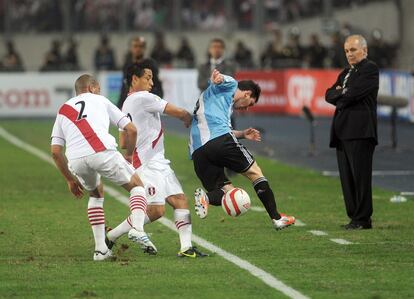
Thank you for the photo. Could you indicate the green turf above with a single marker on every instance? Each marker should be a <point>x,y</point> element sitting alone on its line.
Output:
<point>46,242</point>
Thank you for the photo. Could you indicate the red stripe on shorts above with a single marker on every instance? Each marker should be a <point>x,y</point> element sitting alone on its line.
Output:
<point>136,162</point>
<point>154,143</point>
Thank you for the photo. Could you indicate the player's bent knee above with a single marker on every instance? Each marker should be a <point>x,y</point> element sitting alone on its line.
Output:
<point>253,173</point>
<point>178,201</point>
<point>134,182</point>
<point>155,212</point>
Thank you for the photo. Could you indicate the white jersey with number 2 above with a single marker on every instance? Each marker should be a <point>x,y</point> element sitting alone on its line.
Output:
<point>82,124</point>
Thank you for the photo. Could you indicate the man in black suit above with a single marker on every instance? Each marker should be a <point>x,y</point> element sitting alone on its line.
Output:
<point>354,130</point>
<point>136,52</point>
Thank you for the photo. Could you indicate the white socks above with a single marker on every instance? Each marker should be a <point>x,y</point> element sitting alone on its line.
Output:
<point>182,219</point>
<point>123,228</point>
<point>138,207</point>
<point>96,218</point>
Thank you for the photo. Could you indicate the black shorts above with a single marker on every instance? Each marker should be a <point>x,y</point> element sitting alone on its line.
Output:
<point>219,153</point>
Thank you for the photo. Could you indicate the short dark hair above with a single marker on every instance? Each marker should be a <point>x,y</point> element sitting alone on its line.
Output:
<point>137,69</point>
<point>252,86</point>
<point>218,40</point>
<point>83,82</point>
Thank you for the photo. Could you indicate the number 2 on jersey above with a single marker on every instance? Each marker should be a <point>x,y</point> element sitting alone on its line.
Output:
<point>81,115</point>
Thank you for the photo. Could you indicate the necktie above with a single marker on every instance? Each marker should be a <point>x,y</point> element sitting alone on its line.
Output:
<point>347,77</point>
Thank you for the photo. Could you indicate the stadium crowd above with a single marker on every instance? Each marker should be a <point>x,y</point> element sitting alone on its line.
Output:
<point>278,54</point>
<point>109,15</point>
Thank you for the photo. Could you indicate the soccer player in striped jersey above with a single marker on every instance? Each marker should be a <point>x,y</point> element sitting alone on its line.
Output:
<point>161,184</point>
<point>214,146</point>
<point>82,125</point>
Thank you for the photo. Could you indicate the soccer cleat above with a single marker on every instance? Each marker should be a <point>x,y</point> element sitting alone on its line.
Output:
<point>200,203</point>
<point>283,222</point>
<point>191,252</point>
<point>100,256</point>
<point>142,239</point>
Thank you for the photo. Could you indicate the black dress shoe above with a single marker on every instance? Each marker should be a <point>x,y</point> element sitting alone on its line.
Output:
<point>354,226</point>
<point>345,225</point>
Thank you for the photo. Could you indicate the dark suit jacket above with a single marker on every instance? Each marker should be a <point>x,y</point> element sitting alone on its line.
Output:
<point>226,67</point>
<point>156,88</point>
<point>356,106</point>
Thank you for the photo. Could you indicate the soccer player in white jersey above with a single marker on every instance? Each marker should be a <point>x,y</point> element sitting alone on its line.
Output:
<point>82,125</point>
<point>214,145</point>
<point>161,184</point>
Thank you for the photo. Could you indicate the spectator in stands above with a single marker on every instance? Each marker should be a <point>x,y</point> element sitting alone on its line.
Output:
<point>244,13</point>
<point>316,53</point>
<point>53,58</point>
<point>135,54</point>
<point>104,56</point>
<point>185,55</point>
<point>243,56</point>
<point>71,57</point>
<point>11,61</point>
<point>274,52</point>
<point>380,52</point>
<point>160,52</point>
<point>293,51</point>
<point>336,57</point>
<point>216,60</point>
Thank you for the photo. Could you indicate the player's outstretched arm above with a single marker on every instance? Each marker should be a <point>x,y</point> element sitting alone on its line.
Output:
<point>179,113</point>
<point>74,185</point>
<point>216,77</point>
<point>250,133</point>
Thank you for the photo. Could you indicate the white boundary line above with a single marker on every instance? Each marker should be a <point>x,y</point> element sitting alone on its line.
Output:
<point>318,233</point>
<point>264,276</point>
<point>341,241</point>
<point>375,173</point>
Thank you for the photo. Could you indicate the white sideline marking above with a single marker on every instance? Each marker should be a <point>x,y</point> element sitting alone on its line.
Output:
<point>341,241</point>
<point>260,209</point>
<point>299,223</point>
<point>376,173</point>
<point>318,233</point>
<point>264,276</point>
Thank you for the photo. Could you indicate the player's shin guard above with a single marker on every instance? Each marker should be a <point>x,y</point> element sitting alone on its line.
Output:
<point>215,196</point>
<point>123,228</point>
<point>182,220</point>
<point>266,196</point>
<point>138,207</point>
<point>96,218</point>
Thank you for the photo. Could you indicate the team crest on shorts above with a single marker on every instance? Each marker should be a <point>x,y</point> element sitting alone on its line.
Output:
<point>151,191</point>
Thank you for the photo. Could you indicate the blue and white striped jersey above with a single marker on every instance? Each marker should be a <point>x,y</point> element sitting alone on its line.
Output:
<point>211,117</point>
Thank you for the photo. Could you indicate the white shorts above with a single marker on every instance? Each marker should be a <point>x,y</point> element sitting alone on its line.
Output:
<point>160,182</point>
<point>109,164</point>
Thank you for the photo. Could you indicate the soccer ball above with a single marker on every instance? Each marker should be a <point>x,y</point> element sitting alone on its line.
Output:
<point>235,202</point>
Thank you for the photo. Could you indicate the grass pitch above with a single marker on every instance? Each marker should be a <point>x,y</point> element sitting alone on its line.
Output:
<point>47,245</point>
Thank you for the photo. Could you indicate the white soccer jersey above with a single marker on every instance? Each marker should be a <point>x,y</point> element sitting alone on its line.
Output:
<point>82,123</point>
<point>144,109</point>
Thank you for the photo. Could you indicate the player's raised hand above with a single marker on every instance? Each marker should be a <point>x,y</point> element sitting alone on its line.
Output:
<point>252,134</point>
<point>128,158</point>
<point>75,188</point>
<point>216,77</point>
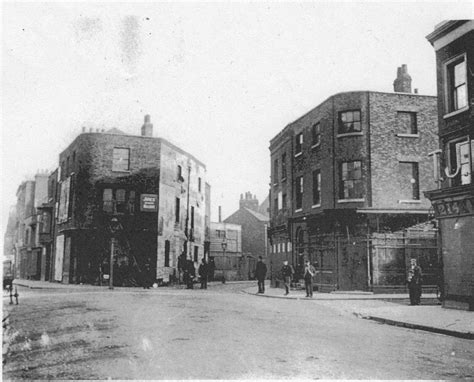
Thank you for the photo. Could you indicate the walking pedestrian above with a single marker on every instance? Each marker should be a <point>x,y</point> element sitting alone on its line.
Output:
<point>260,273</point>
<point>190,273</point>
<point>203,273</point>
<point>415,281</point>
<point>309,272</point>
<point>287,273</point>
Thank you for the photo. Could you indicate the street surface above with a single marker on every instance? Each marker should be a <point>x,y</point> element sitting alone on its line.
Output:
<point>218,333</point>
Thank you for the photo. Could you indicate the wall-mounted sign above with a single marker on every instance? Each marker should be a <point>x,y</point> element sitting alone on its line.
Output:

------------------------------

### EXERCISE GOAL
Rewrite all the entries above, replacing "single marker" with "single point" and leaving everything else as it is. Omit the pictures from your answer.

### CORRECT RESULT
Thank you for the photo. Could you indicate the green turf above with a single point on every instance? Each marker should be a <point>x,y</point> element sitting alone on its line.
Output:
<point>46,242</point>
Thank you for the photo. Could you indicate the red stripe on shorts above with a single point on every instance? Each marker should be a <point>x,y</point> element sitting alone on its line.
Output:
<point>136,162</point>
<point>154,143</point>
Thank you for the photo. Could you indicate the player's bent knee above with a single point on every instance? Each marker should be a <point>x,y</point> element sitting alone on its line.
Output:
<point>253,173</point>
<point>178,201</point>
<point>134,182</point>
<point>155,212</point>
Thank you for the photo. Could you indicate the white jersey with number 2 above with a single point on every instance? Each marker should be a <point>x,y</point> element sitting alone on its line.
Output:
<point>82,124</point>
Thank you for the photo. Could you indicate the man in black suit above with a single point on every instance? Each marker should be a <point>x,y</point> element sitting alone on its line.
Output:
<point>354,130</point>
<point>136,52</point>
Thank you for the photo. Could you indicate the white socks above with a single point on every instance? Each marker should be a <point>x,y</point> element sitting alone on its line.
Output:
<point>182,219</point>
<point>123,228</point>
<point>138,207</point>
<point>96,218</point>
Thank you for the photo. Could you indicate the black shorts above with a single point on every instance? Each marker should be a <point>x,y</point> element sitting alone on its line.
Output:
<point>219,153</point>
Thank you for the photo. Could you indicate the short dark hair above with a single point on every instance? Each marker should be a <point>x,y</point> element sitting alone on its line.
Output:
<point>137,69</point>
<point>252,86</point>
<point>218,40</point>
<point>83,82</point>
Thank you for the photo. Could you indicate the number 2 on jersey above with a single point on every instance? Each marker should be a <point>x,y</point> element sitting alone on its line.
Output:
<point>81,115</point>
Thank you for the photo. Could you indicate the necktie above with a single point on every instance? Each marker should be a <point>x,y</point> element sitting alone on its line.
Output:
<point>347,77</point>
Thank you for the photo. Could you indicate the stadium crowd above with a single point on every instance? Each marker should be a <point>x,y</point> element sitting alone on its line.
Output:
<point>278,54</point>
<point>109,15</point>
Thank you for the photo. Could you indicate the soccer player in striped jersey above with a single point on every instance? Each marker should be a <point>x,y</point> element sitting alone on its line.
Output:
<point>161,184</point>
<point>214,146</point>
<point>82,125</point>
Thank you for the photo. Could you indicate the soccer cleat above with a single point on every instance? Each marker should be a <point>x,y</point> element sitting alone on its line.
Output:
<point>200,203</point>
<point>283,222</point>
<point>191,252</point>
<point>100,256</point>
<point>142,239</point>
Thank you for the photo. Could you indicate the black dress shoe above with a single point on every instance? Each marker should be a <point>x,y</point> element sitting alone on its line.
Output:
<point>354,226</point>
<point>345,225</point>
Thank you for the photo. Could you indicate the dark suit jacket above with a single point on every instance? Each marker should be a <point>x,y</point> element sitting alone on its line.
Output:
<point>226,67</point>
<point>156,88</point>
<point>356,106</point>
Thank you for the photo. Could you indicate the soccer player in white jersey above with a single point on every instance? Each marker should be a <point>x,y</point> element sitting alone on its line.
Output:
<point>82,125</point>
<point>214,145</point>
<point>161,184</point>
Thank you for the photo. Could you indicate the spectator in stands above with a single point on every instance? Each marker should be a <point>x,y</point> element sitting alone on its line.
Output:
<point>244,13</point>
<point>316,53</point>
<point>53,58</point>
<point>135,54</point>
<point>104,56</point>
<point>185,55</point>
<point>243,56</point>
<point>71,57</point>
<point>11,61</point>
<point>274,52</point>
<point>380,52</point>
<point>160,52</point>
<point>293,51</point>
<point>336,57</point>
<point>216,60</point>
Thank you for the photo. Could you indicate the player's outstretched arm above with a single point on every instance? Each marker should be a <point>x,y</point> element sitting alone on its line.
Output:
<point>179,113</point>
<point>74,185</point>
<point>216,77</point>
<point>250,133</point>
Thank you for the photo. Could you indicate the white boundary line above with a single point on every instance? Each marker should be a <point>x,y</point> element sitting alone on its line.
Output:
<point>318,233</point>
<point>264,276</point>
<point>341,241</point>
<point>375,173</point>
Thank you for the photo. Could you indicate the white sideline marking above with a single point on every instance? Each marker should be a <point>x,y</point> element sitting alone on its line.
Output:
<point>341,241</point>
<point>260,209</point>
<point>299,223</point>
<point>376,173</point>
<point>318,233</point>
<point>264,276</point>
Thank you for the photo. Could you indicate the player's shin guard above with a single point on every instance? Each marker should be a <point>x,y</point> element sitting alone on its line.
Output:
<point>215,196</point>
<point>123,228</point>
<point>182,220</point>
<point>266,196</point>
<point>138,207</point>
<point>96,218</point>
Thank you for the photo. Could you indicate the team crest on shorts above with a single point on every instance? Each marker should be a <point>x,y</point> element sitting alone on its line.
Output:
<point>151,191</point>
Thank you for the photo. Could you indicate the blue and white striped jersey above with a single point on every instance? Each marker should be a <point>x,y</point> element sitting alone on its line.
Output:
<point>211,117</point>
Thank you for the photo. Could you indicate the white shorts above with a single point on every instance? Each marker should be a <point>x,y</point> element sitting alone on its line.
Output:
<point>160,182</point>
<point>109,164</point>
Thank you for the photo. Could you indicate the soccer ball above with a single point on every instance? Each marker should be a <point>x,y</point> element sitting alone on its line.
Output:
<point>235,202</point>
Thank you for the photo. Could you indicate the grass pitch above with a single point on every instance? Each marker should be a <point>x,y</point> element sitting alone on its line.
Output:
<point>47,245</point>
Thank you for the photo. Could you indicate the white soccer jersey above with a single point on every instance? Each marker should be a <point>x,y</point> element sitting alone on its line.
Output:
<point>82,123</point>
<point>144,109</point>
Thank you for the photo. Could you indicate the player's raised hand above with a single point on every instance? Each marker should be a <point>x,y</point> element sitting alone on its line.
Output:
<point>252,134</point>
<point>128,158</point>
<point>75,188</point>
<point>216,77</point>
Thank you for the photo. Could you indicate the walking pedestrian above with a single point on every instance? Each marker should be a <point>x,y</point> element sitting alone on its line.
Output:
<point>260,273</point>
<point>190,273</point>
<point>203,273</point>
<point>415,281</point>
<point>309,272</point>
<point>287,273</point>
Thank you for the photo. Could you indicate the street surface above with a single point on every instance? Each marker should be a <point>x,y</point> element sitting alone on its line.
Output:
<point>218,333</point>
Thank you for the photo. Could you indicate the wall-mounted sign above with a single point on every instance? Each marker should be a <point>x,y</point> element sitting alone on its line.
Output:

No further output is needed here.